== Exercise instructions ==
The records below must be duplicated exactly, character for character.

(Segmentation mask data)
****************************************

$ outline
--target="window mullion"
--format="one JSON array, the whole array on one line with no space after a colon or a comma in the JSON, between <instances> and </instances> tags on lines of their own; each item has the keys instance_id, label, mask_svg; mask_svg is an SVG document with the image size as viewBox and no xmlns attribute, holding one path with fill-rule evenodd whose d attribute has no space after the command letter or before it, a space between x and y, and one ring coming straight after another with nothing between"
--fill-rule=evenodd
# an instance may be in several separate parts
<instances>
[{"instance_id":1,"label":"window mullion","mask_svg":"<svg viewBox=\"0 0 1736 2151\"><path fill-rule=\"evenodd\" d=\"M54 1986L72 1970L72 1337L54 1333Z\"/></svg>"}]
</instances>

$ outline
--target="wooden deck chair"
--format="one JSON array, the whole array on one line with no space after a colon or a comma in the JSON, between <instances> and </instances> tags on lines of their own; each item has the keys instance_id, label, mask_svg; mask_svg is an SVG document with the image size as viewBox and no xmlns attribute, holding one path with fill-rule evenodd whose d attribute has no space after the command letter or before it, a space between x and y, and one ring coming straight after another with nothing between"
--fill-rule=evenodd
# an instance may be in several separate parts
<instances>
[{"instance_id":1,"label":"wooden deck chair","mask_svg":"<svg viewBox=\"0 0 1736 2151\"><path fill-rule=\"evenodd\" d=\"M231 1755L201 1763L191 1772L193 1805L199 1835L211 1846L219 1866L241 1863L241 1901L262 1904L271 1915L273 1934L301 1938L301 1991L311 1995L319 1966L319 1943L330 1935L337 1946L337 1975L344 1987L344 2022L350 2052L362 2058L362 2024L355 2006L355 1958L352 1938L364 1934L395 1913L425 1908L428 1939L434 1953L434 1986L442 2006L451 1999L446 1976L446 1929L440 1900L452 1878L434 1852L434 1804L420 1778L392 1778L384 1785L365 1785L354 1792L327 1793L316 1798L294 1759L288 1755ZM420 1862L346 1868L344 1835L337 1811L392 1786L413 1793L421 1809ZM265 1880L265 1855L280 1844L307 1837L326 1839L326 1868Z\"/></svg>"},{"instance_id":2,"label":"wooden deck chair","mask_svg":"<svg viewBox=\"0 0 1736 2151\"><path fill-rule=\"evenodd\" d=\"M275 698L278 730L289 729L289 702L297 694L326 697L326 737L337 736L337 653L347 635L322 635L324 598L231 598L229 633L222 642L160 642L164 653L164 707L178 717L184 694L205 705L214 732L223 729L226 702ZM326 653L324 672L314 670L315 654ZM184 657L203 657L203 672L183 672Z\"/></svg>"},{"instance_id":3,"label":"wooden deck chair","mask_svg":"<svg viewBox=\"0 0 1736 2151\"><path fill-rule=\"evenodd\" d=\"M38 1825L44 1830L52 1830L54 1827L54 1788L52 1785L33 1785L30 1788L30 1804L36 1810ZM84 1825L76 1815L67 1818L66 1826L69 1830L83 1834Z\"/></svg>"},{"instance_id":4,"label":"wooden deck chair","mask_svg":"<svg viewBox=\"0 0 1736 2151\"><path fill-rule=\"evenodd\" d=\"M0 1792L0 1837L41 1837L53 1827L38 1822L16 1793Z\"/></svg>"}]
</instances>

****************************************

== Task result ==
$ outline
--target="window mullion"
--format="one JSON array, the whole array on one line with no space after a colon or a comma in the JSON, between <instances> and </instances> tags on lines of their own; each item has the keys instance_id, label, mask_svg; mask_svg is an SVG document with the image size as viewBox and no xmlns attribute, holding one path with fill-rule evenodd whose d attribute has no space after the command letter or before it, a space between x and y, and one ring coming straight after another with nothing between"
--fill-rule=evenodd
# an instance may be in several separate parts
<instances>
[{"instance_id":1,"label":"window mullion","mask_svg":"<svg viewBox=\"0 0 1736 2151\"><path fill-rule=\"evenodd\" d=\"M54 1986L72 1970L72 1337L54 1333Z\"/></svg>"}]
</instances>

$ outline
--target="wooden deck chair"
--format="one JSON array, the whole array on one line with no space after a colon or a comma in the JSON, between <instances> and </instances> tags on lines of their own; each item has the keys instance_id, label, mask_svg; mask_svg is an SVG document with the image size as viewBox and no xmlns attribute, holding one path with fill-rule evenodd whose d attribute has no space after the command letter or before it, a space between x and y, and one ring coming straight after another with nothing between"
--fill-rule=evenodd
# an instance may be in several separate parts
<instances>
[{"instance_id":1,"label":"wooden deck chair","mask_svg":"<svg viewBox=\"0 0 1736 2151\"><path fill-rule=\"evenodd\" d=\"M231 1755L201 1763L191 1772L193 1805L199 1835L211 1846L219 1866L241 1863L241 1901L262 1904L271 1915L273 1934L301 1938L301 1991L311 1995L319 1966L319 1943L330 1935L337 1946L337 1975L344 1987L344 2022L350 2052L362 2058L362 2024L355 2006L355 1958L352 1938L364 1934L395 1913L425 1908L428 1939L434 1953L434 1986L442 2006L451 1999L446 1976L446 1929L440 1900L452 1878L434 1852L434 1804L420 1778L392 1778L384 1785L365 1785L354 1792L327 1793L316 1798L294 1759L288 1755ZM420 1862L346 1868L344 1835L337 1811L392 1786L413 1793L421 1809ZM265 1880L265 1855L280 1844L307 1837L326 1839L326 1868Z\"/></svg>"},{"instance_id":2,"label":"wooden deck chair","mask_svg":"<svg viewBox=\"0 0 1736 2151\"><path fill-rule=\"evenodd\" d=\"M275 698L278 730L289 729L289 702L297 694L326 697L326 737L337 736L337 653L347 635L322 635L324 598L231 598L229 633L222 642L160 642L164 653L164 707L178 717L184 694L205 705L214 732L223 729L226 702ZM326 653L324 672L314 670L315 654ZM184 657L203 657L203 672L183 672Z\"/></svg>"},{"instance_id":3,"label":"wooden deck chair","mask_svg":"<svg viewBox=\"0 0 1736 2151\"><path fill-rule=\"evenodd\" d=\"M38 1825L44 1830L52 1830L54 1827L54 1788L52 1785L33 1785L30 1788L30 1804L36 1810ZM84 1825L76 1815L67 1818L66 1826L69 1830L83 1834Z\"/></svg>"},{"instance_id":4,"label":"wooden deck chair","mask_svg":"<svg viewBox=\"0 0 1736 2151\"><path fill-rule=\"evenodd\" d=\"M0 1792L0 1837L41 1837L53 1827L38 1822L16 1793Z\"/></svg>"}]
</instances>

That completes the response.